* _AIM OF THE TASK_
Present the lines between the one containing "You receive <instance>" and the one containing "positive clicks: (260, 94)", inclusive, as a numbered list, leaving out any blank lines.

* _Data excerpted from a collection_
--- START ---
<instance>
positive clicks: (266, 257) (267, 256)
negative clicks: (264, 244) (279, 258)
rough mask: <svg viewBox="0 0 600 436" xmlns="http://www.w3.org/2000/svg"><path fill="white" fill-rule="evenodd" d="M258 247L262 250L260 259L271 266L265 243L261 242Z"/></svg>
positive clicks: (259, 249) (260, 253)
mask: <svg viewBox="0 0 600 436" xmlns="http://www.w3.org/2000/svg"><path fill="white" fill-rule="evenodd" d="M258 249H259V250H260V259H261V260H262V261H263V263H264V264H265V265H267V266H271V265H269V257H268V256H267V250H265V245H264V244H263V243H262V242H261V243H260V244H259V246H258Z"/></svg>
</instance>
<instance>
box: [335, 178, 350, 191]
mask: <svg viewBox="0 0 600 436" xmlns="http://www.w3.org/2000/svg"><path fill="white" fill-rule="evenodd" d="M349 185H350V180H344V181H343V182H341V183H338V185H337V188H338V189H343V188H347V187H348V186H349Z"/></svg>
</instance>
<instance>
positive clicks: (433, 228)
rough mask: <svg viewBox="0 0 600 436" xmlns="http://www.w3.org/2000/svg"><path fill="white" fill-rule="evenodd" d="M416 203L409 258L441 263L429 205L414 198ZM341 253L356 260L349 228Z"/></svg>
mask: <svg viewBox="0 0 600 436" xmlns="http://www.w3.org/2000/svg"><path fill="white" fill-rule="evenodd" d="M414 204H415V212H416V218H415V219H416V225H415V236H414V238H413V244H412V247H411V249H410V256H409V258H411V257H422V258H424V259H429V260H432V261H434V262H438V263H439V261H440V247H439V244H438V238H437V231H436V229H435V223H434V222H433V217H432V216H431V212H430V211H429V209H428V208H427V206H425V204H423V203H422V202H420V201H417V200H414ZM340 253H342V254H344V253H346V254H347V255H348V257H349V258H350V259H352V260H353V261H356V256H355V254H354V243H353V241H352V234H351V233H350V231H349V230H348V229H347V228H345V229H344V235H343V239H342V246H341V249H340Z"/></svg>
--- END ---
--- START ---
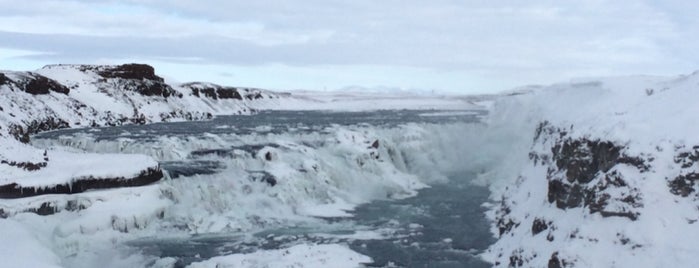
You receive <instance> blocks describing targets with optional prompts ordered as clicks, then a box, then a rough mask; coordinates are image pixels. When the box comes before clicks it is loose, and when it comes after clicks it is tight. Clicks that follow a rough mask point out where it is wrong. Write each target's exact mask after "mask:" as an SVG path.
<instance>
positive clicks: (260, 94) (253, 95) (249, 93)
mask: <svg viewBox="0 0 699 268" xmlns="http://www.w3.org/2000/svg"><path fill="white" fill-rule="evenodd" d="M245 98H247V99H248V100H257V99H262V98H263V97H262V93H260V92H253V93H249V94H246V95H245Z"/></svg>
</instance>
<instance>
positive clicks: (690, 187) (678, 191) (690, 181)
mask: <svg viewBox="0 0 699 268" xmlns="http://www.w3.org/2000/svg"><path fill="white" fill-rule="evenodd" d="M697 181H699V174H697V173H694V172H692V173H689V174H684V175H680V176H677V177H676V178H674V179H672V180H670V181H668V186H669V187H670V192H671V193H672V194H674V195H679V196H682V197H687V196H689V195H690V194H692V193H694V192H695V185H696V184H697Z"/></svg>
--- END ---
* _COMPLETED EXERCISE_
1. You receive <instance> blocks describing targets with optional prompts ordered as clicks, then a box, then a rough mask; coordinates are image pixels. When the box comes before clicks it is loose, and when it comes after clicks it is tight. Clicks that follow a rough mask point out where it is wrong. Write each target's exact mask after "mask:" as an SVG path.
2. <instance>
3. positive clicks: (260, 94) (253, 95) (249, 93)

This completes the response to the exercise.